Excerpts from location labeling records
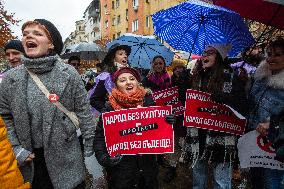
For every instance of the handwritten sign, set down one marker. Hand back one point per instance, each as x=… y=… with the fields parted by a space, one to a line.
x=255 y=152
x=138 y=131
x=169 y=97
x=203 y=113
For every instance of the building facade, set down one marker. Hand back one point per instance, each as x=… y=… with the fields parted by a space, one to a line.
x=93 y=21
x=130 y=16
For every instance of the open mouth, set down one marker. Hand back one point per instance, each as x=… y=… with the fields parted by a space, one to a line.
x=205 y=61
x=31 y=45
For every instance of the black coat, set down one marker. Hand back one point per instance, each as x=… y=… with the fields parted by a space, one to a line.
x=133 y=171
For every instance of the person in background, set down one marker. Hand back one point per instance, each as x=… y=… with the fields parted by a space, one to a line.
x=75 y=62
x=267 y=98
x=180 y=79
x=117 y=57
x=10 y=175
x=127 y=171
x=13 y=51
x=43 y=137
x=158 y=78
x=213 y=75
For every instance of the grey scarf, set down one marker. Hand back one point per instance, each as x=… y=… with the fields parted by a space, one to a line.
x=40 y=65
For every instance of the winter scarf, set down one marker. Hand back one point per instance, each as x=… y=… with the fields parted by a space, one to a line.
x=119 y=100
x=162 y=81
x=40 y=65
x=217 y=145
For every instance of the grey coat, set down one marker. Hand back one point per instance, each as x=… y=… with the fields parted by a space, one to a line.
x=62 y=152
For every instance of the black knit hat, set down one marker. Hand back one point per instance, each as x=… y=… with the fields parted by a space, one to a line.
x=14 y=44
x=53 y=32
x=111 y=52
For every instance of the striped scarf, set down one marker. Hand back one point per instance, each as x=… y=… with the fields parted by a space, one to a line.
x=119 y=100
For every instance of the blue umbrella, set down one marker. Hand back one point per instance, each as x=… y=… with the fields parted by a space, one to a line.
x=143 y=49
x=192 y=25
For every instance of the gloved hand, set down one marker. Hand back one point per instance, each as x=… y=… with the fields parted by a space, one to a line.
x=218 y=97
x=171 y=119
x=112 y=161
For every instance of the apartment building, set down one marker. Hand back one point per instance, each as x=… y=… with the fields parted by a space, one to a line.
x=92 y=19
x=76 y=36
x=130 y=16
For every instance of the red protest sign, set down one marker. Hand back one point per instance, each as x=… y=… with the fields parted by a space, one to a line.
x=169 y=97
x=138 y=131
x=201 y=112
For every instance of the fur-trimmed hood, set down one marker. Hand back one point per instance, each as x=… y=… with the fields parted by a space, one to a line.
x=275 y=81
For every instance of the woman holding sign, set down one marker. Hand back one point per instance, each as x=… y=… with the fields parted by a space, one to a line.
x=44 y=137
x=267 y=99
x=158 y=78
x=128 y=171
x=211 y=74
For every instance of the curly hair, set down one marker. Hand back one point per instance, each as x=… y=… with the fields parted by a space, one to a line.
x=276 y=42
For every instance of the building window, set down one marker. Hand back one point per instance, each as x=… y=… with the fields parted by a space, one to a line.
x=105 y=9
x=126 y=14
x=135 y=25
x=117 y=3
x=135 y=3
x=113 y=21
x=118 y=19
x=147 y=21
x=112 y=4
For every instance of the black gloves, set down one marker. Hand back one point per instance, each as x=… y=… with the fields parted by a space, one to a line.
x=171 y=119
x=218 y=97
x=112 y=161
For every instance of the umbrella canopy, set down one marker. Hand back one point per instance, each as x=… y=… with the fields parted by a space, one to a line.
x=143 y=49
x=192 y=25
x=85 y=51
x=269 y=12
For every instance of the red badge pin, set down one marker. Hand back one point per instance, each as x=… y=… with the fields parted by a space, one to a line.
x=53 y=98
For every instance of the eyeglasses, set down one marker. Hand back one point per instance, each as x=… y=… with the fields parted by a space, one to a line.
x=277 y=54
x=76 y=65
x=209 y=53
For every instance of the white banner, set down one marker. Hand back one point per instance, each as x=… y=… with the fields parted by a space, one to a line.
x=255 y=151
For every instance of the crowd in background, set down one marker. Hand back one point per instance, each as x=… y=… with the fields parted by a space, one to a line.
x=50 y=153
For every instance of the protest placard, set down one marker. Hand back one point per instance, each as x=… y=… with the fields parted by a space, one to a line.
x=203 y=113
x=169 y=96
x=138 y=131
x=255 y=151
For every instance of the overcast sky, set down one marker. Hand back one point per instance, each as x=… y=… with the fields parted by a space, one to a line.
x=62 y=13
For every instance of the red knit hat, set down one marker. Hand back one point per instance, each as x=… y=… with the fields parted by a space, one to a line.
x=132 y=71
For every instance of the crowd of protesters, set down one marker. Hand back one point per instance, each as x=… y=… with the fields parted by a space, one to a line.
x=42 y=99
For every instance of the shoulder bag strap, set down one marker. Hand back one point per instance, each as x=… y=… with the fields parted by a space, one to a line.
x=72 y=116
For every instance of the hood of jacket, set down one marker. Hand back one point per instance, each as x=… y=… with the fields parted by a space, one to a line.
x=275 y=81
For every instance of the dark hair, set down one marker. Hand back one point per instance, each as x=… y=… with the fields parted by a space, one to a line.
x=161 y=57
x=217 y=77
x=277 y=42
x=108 y=61
x=73 y=58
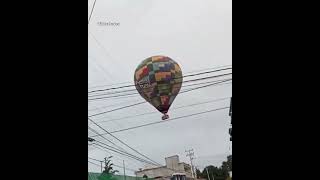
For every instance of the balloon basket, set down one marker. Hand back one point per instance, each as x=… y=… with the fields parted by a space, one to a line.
x=165 y=116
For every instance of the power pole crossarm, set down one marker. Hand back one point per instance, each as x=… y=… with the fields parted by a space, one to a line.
x=190 y=153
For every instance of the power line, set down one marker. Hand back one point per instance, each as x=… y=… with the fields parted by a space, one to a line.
x=106 y=139
x=153 y=112
x=104 y=150
x=199 y=70
x=128 y=90
x=136 y=93
x=120 y=150
x=93 y=163
x=122 y=141
x=107 y=89
x=113 y=164
x=158 y=122
x=128 y=155
x=118 y=108
x=142 y=102
x=92 y=10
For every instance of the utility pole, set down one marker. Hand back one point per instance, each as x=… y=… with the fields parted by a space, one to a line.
x=124 y=170
x=101 y=165
x=207 y=173
x=190 y=153
x=230 y=114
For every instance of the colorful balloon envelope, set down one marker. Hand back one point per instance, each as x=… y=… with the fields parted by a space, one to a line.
x=158 y=80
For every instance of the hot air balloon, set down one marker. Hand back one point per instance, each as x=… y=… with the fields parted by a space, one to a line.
x=158 y=80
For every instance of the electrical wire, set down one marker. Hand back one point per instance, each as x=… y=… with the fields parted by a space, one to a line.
x=107 y=89
x=154 y=112
x=142 y=102
x=158 y=122
x=123 y=142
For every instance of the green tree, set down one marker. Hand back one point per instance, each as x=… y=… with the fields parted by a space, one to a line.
x=108 y=167
x=219 y=173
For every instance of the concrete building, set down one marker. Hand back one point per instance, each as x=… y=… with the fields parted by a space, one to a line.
x=164 y=172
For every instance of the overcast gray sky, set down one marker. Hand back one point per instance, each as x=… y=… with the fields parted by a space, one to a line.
x=197 y=35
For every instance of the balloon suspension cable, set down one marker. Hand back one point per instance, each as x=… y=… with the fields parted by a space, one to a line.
x=165 y=116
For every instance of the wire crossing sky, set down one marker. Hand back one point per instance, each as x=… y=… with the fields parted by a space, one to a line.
x=198 y=36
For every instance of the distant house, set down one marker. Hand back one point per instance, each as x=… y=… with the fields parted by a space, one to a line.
x=102 y=176
x=164 y=172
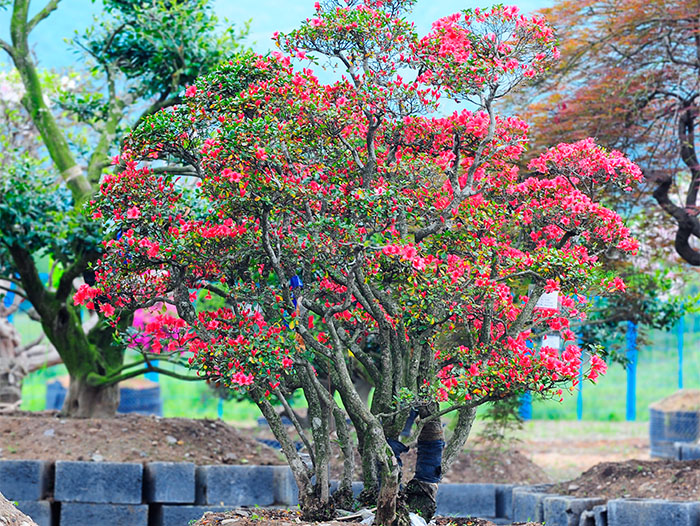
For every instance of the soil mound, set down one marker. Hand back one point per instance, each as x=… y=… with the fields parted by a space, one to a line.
x=650 y=479
x=683 y=400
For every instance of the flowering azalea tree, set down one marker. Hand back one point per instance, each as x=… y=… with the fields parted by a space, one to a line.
x=57 y=135
x=353 y=226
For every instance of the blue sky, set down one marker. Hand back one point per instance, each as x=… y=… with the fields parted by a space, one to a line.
x=267 y=17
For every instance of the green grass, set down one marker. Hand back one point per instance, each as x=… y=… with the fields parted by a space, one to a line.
x=657 y=377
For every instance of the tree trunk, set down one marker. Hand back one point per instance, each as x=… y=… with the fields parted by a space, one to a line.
x=11 y=515
x=87 y=401
x=11 y=373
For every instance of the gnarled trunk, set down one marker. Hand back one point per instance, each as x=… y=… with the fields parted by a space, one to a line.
x=86 y=401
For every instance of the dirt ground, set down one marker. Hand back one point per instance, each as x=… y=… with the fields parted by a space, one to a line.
x=650 y=479
x=245 y=517
x=613 y=458
x=565 y=449
x=137 y=438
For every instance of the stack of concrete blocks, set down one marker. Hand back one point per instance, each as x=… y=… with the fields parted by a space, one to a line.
x=532 y=503
x=29 y=484
x=131 y=494
x=172 y=494
x=486 y=501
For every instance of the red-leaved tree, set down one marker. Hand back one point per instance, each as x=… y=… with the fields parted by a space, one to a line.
x=353 y=226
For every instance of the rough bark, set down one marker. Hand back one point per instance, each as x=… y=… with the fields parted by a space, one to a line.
x=87 y=401
x=11 y=515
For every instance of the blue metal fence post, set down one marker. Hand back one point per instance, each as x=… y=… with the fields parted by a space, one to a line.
x=631 y=355
x=681 y=332
x=525 y=409
x=579 y=396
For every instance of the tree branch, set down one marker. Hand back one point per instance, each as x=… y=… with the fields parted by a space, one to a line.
x=41 y=15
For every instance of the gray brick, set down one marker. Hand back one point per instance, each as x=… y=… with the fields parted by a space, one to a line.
x=25 y=479
x=475 y=500
x=99 y=482
x=83 y=514
x=528 y=505
x=566 y=511
x=633 y=512
x=38 y=510
x=180 y=515
x=598 y=516
x=504 y=500
x=235 y=485
x=687 y=451
x=169 y=482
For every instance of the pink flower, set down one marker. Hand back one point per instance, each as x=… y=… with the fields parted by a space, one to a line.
x=551 y=286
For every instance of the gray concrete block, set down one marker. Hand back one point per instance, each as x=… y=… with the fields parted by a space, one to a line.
x=25 y=479
x=99 y=482
x=564 y=510
x=504 y=500
x=687 y=451
x=633 y=512
x=84 y=514
x=467 y=500
x=171 y=482
x=38 y=510
x=180 y=515
x=598 y=516
x=528 y=504
x=235 y=485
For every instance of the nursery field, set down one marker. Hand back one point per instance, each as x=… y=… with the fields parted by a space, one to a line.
x=657 y=377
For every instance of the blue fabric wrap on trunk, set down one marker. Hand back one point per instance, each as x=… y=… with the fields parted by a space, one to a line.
x=429 y=461
x=398 y=448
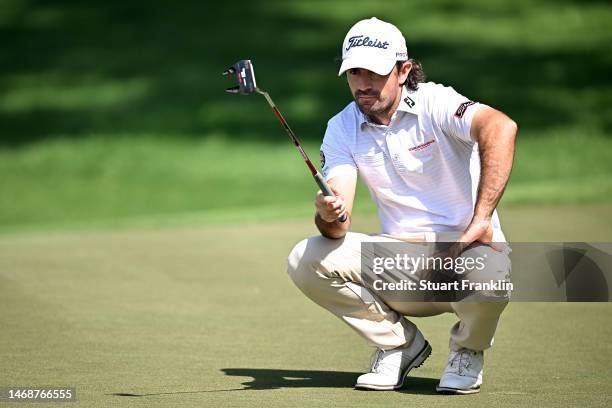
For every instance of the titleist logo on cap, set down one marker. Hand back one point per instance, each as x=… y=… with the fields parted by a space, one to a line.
x=361 y=41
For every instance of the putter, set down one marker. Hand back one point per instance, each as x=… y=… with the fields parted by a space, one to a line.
x=247 y=85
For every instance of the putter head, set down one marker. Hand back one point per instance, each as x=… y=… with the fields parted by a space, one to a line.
x=245 y=75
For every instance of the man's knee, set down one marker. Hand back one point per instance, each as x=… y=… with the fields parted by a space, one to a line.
x=304 y=263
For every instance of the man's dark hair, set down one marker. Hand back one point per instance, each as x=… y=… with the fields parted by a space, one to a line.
x=416 y=75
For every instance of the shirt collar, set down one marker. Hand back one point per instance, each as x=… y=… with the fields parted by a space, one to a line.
x=408 y=103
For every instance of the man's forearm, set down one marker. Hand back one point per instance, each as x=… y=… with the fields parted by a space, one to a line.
x=496 y=145
x=334 y=230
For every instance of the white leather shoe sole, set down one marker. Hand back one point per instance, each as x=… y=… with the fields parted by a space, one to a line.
x=464 y=391
x=415 y=363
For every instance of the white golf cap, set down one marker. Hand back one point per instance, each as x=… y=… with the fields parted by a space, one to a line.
x=374 y=45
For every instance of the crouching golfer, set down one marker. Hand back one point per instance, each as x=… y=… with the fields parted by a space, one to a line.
x=436 y=165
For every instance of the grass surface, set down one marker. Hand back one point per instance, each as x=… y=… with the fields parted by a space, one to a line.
x=207 y=317
x=116 y=180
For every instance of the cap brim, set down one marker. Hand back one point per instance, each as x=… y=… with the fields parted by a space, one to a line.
x=379 y=66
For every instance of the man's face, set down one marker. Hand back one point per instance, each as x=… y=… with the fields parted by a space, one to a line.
x=375 y=94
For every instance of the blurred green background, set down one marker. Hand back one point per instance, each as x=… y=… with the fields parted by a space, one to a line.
x=114 y=122
x=114 y=112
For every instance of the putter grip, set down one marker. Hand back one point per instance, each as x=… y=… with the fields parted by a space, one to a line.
x=327 y=191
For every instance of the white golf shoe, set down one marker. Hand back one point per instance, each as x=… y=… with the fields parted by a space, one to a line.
x=463 y=373
x=389 y=368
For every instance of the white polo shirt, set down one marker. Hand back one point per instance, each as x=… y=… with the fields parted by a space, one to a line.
x=422 y=170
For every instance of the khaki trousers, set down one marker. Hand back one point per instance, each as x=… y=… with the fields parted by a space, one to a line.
x=328 y=271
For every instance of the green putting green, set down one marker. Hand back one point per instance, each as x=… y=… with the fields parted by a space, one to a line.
x=206 y=316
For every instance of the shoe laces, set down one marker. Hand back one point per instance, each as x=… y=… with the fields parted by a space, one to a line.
x=379 y=365
x=461 y=361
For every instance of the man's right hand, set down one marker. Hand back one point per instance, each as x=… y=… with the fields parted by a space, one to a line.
x=330 y=208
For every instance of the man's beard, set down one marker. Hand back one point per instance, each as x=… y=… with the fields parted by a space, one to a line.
x=380 y=106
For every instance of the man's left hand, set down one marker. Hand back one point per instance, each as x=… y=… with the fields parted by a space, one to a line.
x=479 y=230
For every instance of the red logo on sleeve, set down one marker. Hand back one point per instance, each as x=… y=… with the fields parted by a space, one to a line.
x=462 y=108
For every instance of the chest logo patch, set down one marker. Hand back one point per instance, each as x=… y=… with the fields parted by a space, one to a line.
x=422 y=146
x=408 y=101
x=462 y=108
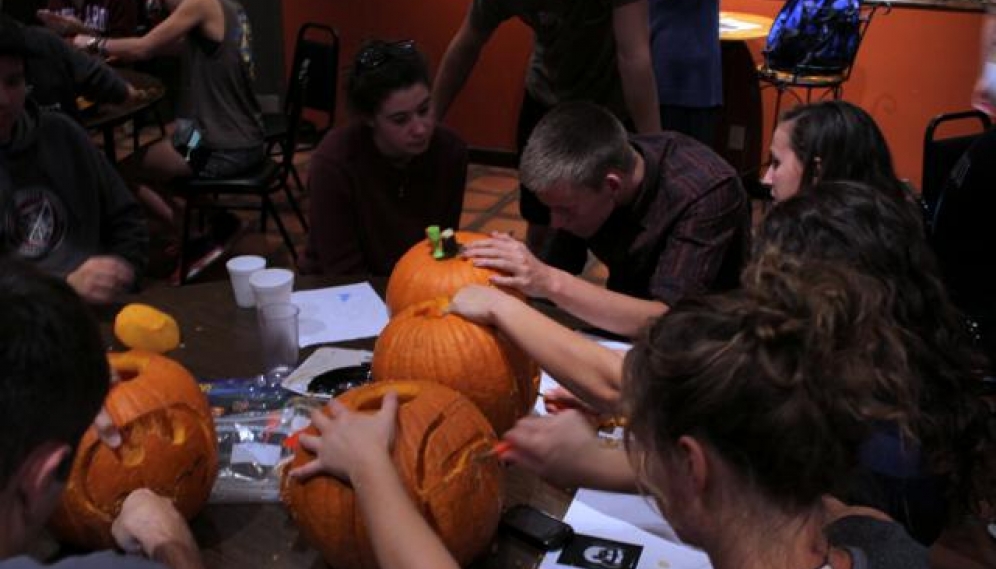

• GIVEN TASK:
Copy out the records word for word, starting at the line that has "For every instance of the utility" and ending with the line that has "x=230 y=114".

• FINISHED ANSWER:
For every instance of the utility pole, set down one marker. Hand back one point per instance, each as x=… y=… with the fields parted by a space, one to a line.
x=124 y=170
x=101 y=165
x=207 y=173
x=190 y=153
x=230 y=114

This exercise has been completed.